### [Exercise details]
Write out each of the following entries word for word. Leave the pictures out of your copy.

### [Entries from a data collection]
———
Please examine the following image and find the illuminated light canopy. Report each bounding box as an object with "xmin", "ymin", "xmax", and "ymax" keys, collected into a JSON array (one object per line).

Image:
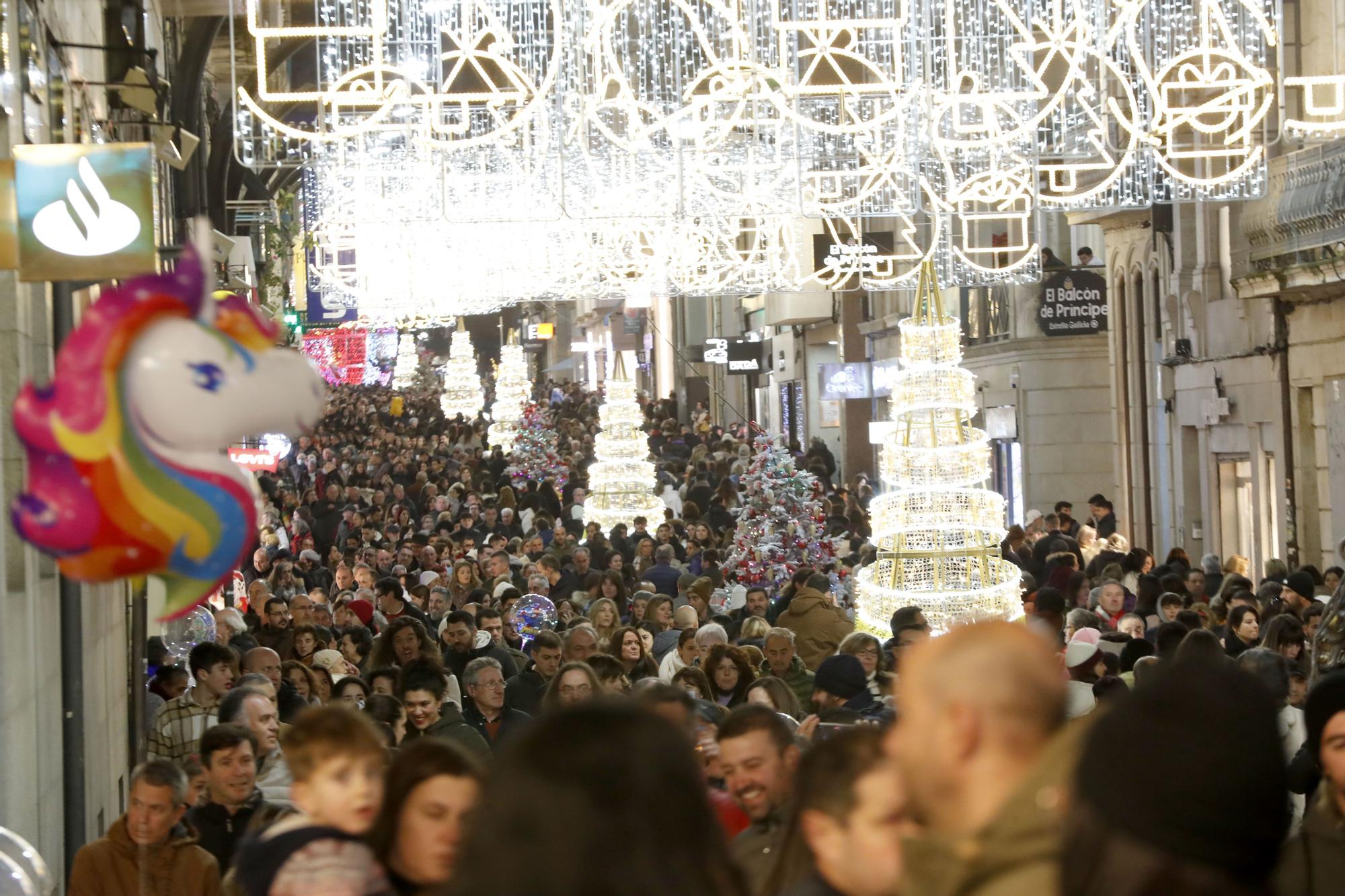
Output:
[
  {"xmin": 858, "ymin": 262, "xmax": 1021, "ymax": 634},
  {"xmin": 234, "ymin": 0, "xmax": 1345, "ymax": 289},
  {"xmin": 486, "ymin": 343, "xmax": 533, "ymax": 455},
  {"xmin": 438, "ymin": 319, "xmax": 486, "ymax": 419},
  {"xmin": 584, "ymin": 356, "xmax": 663, "ymax": 533}
]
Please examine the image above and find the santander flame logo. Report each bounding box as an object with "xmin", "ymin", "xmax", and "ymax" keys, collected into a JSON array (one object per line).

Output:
[{"xmin": 32, "ymin": 159, "xmax": 140, "ymax": 257}]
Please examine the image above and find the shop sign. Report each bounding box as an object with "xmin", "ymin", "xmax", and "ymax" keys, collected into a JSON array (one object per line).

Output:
[
  {"xmin": 229, "ymin": 448, "xmax": 277, "ymax": 473},
  {"xmin": 1037, "ymin": 269, "xmax": 1107, "ymax": 336},
  {"xmin": 729, "ymin": 341, "xmax": 763, "ymax": 374},
  {"xmin": 818, "ymin": 360, "xmax": 873, "ymax": 401},
  {"xmin": 523, "ymin": 323, "xmax": 555, "ymax": 351},
  {"xmin": 13, "ymin": 142, "xmax": 157, "ymax": 281}
]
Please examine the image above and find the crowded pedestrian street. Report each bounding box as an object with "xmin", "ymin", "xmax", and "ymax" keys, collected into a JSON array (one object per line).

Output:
[{"xmin": 0, "ymin": 0, "xmax": 1345, "ymax": 896}]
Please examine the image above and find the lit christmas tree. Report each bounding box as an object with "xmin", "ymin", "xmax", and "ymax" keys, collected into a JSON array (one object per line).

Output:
[
  {"xmin": 486, "ymin": 343, "xmax": 533, "ymax": 455},
  {"xmin": 724, "ymin": 433, "xmax": 835, "ymax": 591},
  {"xmin": 584, "ymin": 355, "xmax": 663, "ymax": 532},
  {"xmin": 393, "ymin": 332, "xmax": 420, "ymax": 389},
  {"xmin": 438, "ymin": 317, "xmax": 486, "ymax": 419},
  {"xmin": 508, "ymin": 402, "xmax": 569, "ymax": 491},
  {"xmin": 858, "ymin": 261, "xmax": 1021, "ymax": 634}
]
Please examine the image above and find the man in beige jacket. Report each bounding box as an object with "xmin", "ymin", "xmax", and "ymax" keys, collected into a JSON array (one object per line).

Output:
[{"xmin": 775, "ymin": 573, "xmax": 854, "ymax": 671}]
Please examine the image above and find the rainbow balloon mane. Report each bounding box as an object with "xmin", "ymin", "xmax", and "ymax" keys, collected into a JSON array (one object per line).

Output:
[{"xmin": 12, "ymin": 254, "xmax": 284, "ymax": 616}]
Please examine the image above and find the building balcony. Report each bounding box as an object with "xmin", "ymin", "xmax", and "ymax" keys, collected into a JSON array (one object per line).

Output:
[{"xmin": 1240, "ymin": 140, "xmax": 1345, "ymax": 285}]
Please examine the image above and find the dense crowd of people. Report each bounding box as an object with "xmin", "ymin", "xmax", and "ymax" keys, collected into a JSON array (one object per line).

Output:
[{"xmin": 69, "ymin": 383, "xmax": 1345, "ymax": 896}]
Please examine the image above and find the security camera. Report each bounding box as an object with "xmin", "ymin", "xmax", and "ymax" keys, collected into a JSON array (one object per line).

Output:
[
  {"xmin": 112, "ymin": 66, "xmax": 167, "ymax": 116},
  {"xmin": 210, "ymin": 230, "xmax": 237, "ymax": 265},
  {"xmin": 153, "ymin": 125, "xmax": 200, "ymax": 171}
]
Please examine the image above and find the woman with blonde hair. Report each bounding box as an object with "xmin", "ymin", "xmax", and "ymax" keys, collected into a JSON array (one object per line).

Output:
[
  {"xmin": 837, "ymin": 631, "xmax": 892, "ymax": 701},
  {"xmin": 738, "ymin": 616, "xmax": 771, "ymax": 646},
  {"xmin": 586, "ymin": 598, "xmax": 621, "ymax": 651},
  {"xmin": 1079, "ymin": 526, "xmax": 1102, "ymax": 567},
  {"xmin": 448, "ymin": 560, "xmax": 483, "ymax": 610},
  {"xmin": 589, "ymin": 567, "xmax": 629, "ymax": 614}
]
———
### [Finished answer]
Please examine the following image and find the illuminated light canopy. Report each bounding box as an object with "xmin", "ymin", "xmax", and "ymax" keys, collected into a JSON array (one object per line).

Image:
Output:
[
  {"xmin": 858, "ymin": 262, "xmax": 1021, "ymax": 634},
  {"xmin": 234, "ymin": 0, "xmax": 1345, "ymax": 289},
  {"xmin": 486, "ymin": 343, "xmax": 533, "ymax": 455},
  {"xmin": 438, "ymin": 319, "xmax": 486, "ymax": 419},
  {"xmin": 584, "ymin": 356, "xmax": 663, "ymax": 533}
]
Please examine the image above and find the santander flame logo. Report each bounding box as an object with "xmin", "ymin", "xmax", and "ymax" keys, collected into a JSON array (one object per line).

Output:
[{"xmin": 32, "ymin": 159, "xmax": 140, "ymax": 257}]
Please examine the image above and find the shop sign. Report each bounding box as an object with "xmin", "ymin", "xmax", and "ymax" keys, collected into a JSON array (one object per line).

Output:
[
  {"xmin": 229, "ymin": 448, "xmax": 277, "ymax": 473},
  {"xmin": 1037, "ymin": 269, "xmax": 1107, "ymax": 336},
  {"xmin": 729, "ymin": 341, "xmax": 763, "ymax": 374},
  {"xmin": 818, "ymin": 360, "xmax": 873, "ymax": 401},
  {"xmin": 523, "ymin": 323, "xmax": 555, "ymax": 351},
  {"xmin": 13, "ymin": 142, "xmax": 157, "ymax": 281}
]
Please examine the image above and find the crowded pedestrian street. Report each bounding box as an object with "xmin", "ymin", "xmax", and "ymax" keys, collected into a JSON array (one object per line).

Output:
[{"xmin": 0, "ymin": 0, "xmax": 1345, "ymax": 896}]
Please examine the image above and find the lit christmas tree. Report each bounding box as an object with "xmin", "ymin", "xmax", and "ymax" keys, collected into a JSON array (one object per line).

Output:
[
  {"xmin": 486, "ymin": 343, "xmax": 533, "ymax": 455},
  {"xmin": 724, "ymin": 433, "xmax": 835, "ymax": 591},
  {"xmin": 584, "ymin": 355, "xmax": 663, "ymax": 532},
  {"xmin": 393, "ymin": 332, "xmax": 420, "ymax": 389},
  {"xmin": 438, "ymin": 317, "xmax": 486, "ymax": 419},
  {"xmin": 508, "ymin": 402, "xmax": 569, "ymax": 491},
  {"xmin": 858, "ymin": 261, "xmax": 1021, "ymax": 634}
]
Please examine the image above and find the man in beige jacket. Report each bounding box as an object with "xmin", "ymin", "xmax", and "ymax" keys, collected into a JSON array (one object per line).

Output:
[{"xmin": 775, "ymin": 573, "xmax": 854, "ymax": 671}]
Please examine the image above and find the rainbow balloon mane. Report each bounding box as an object with "xmin", "ymin", "xmax", and "ymax" keys, collected into a JSON array (one object per line).

Output:
[{"xmin": 12, "ymin": 254, "xmax": 284, "ymax": 616}]
Please examine the image above and find the building balcony. Report each bounding box as an object with "xmin", "ymin", "xmax", and "ymax" keys, collected into a JSON array (one object per line).

Output:
[{"xmin": 1240, "ymin": 140, "xmax": 1345, "ymax": 285}]
Please examine the image above and find the dense crowd of people. Report each bounding box as an object with "xmin", "ymin", "xmax", and "ymax" keys, collected into a JSON array (one object per line).

Output:
[{"xmin": 69, "ymin": 383, "xmax": 1345, "ymax": 896}]
Please examine the image above and find the security camera. Report each bounding box as an object with "xmin", "ymin", "xmax", and "ymax" keys, collected into a JSON array (one object per line).

Output:
[
  {"xmin": 112, "ymin": 66, "xmax": 167, "ymax": 116},
  {"xmin": 210, "ymin": 230, "xmax": 237, "ymax": 265},
  {"xmin": 153, "ymin": 125, "xmax": 200, "ymax": 171}
]
Please examine the image above and find the woman with blonde hair. Report each bounding box as an object with "xmin", "ymin", "xmax", and "ymax" keys, collected into a JSON array (one object per line).

Output:
[
  {"xmin": 837, "ymin": 631, "xmax": 892, "ymax": 701},
  {"xmin": 738, "ymin": 616, "xmax": 771, "ymax": 646},
  {"xmin": 586, "ymin": 598, "xmax": 621, "ymax": 651},
  {"xmin": 1079, "ymin": 526, "xmax": 1102, "ymax": 567},
  {"xmin": 448, "ymin": 560, "xmax": 483, "ymax": 610},
  {"xmin": 589, "ymin": 567, "xmax": 629, "ymax": 614}
]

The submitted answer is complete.